* EXERCISE OBJECTIVE: Reproduce every line of the listing below, switching each occurrence of "pin" to "marker" and leaving all other text unchanged.

Start of PROVIDED DATA

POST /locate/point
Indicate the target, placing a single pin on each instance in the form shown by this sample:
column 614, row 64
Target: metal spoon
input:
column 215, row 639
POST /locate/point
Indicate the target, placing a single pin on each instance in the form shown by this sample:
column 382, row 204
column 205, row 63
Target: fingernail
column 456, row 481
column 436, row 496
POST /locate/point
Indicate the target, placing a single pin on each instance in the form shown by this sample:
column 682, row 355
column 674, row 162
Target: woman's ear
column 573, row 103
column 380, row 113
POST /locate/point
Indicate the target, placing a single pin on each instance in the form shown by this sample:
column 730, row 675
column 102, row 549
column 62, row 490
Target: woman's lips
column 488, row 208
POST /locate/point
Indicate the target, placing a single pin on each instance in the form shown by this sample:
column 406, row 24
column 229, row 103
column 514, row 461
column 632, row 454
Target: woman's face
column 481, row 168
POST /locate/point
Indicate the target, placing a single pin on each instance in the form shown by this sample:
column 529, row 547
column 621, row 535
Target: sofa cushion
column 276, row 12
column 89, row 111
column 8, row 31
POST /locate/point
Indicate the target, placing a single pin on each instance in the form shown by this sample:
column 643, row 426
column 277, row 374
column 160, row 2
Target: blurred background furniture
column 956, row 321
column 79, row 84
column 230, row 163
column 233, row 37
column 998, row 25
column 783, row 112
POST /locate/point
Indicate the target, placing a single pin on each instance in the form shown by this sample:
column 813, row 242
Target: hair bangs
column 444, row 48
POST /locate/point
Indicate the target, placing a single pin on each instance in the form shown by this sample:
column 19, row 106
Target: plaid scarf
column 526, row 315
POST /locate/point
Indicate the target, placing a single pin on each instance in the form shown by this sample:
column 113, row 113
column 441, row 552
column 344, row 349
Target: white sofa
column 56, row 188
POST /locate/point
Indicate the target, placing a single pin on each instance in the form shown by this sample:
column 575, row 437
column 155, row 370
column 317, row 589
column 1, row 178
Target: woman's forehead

End of PROVIDED DATA

* WRITTEN RESPONSE:
POST /locate/point
Indicate the target, placing a single marker on each instance in the form shown by this sample:
column 614, row 64
Target: metal spoon
input:
column 215, row 639
POST /locate/point
Indicate the target, placing a single marker on each instance in the form shown by this sample:
column 382, row 204
column 205, row 63
Target: fingernail
column 456, row 481
column 436, row 496
POST /locate/point
Indicate the target, placing a single marker on each instance in the form shown by this sample:
column 682, row 355
column 674, row 162
Target: woman's ear
column 573, row 103
column 380, row 113
POST /locate/point
Indicate the target, placing a single marker on each instance in the form shown by this sample:
column 730, row 675
column 102, row 549
column 62, row 490
Target: woman's lips
column 488, row 208
POST /locate/point
Indicate the target, placing a single marker on each instance in the form shown by this sample:
column 406, row 24
column 229, row 103
column 514, row 461
column 632, row 454
Target: woman's face
column 481, row 168
POST /locate/point
Indicate the target, placing a single marker on each instance in the form shown by this sample:
column 529, row 547
column 621, row 535
Target: sofa cushion
column 276, row 12
column 89, row 111
column 8, row 31
POST /locate/point
Indicate the target, placing a single marker on each instance in the form shown by this sample:
column 643, row 426
column 277, row 374
column 160, row 2
Target: blurred background furniture
column 956, row 321
column 79, row 84
column 230, row 163
column 233, row 37
column 998, row 25
column 783, row 112
POST /locate/point
Indicate the target, placing a single marker on each instance in the form shown by this sample:
column 813, row 242
Target: hair bangs
column 444, row 48
POST /locate/point
Indicate the target, placing a single marker on each instance in the form shown by this sample:
column 19, row 106
Target: plaid scarf
column 526, row 315
POST /locate/point
Indicate the target, placing a single marker on each instance in the form shown by this sample:
column 113, row 113
column 441, row 552
column 344, row 349
Target: white sofa
column 56, row 188
POST /locate/point
Indicate the target, placing a single marker on each instance in the form shown by this sample:
column 575, row 437
column 155, row 370
column 317, row 589
column 1, row 178
Target: woman's forehead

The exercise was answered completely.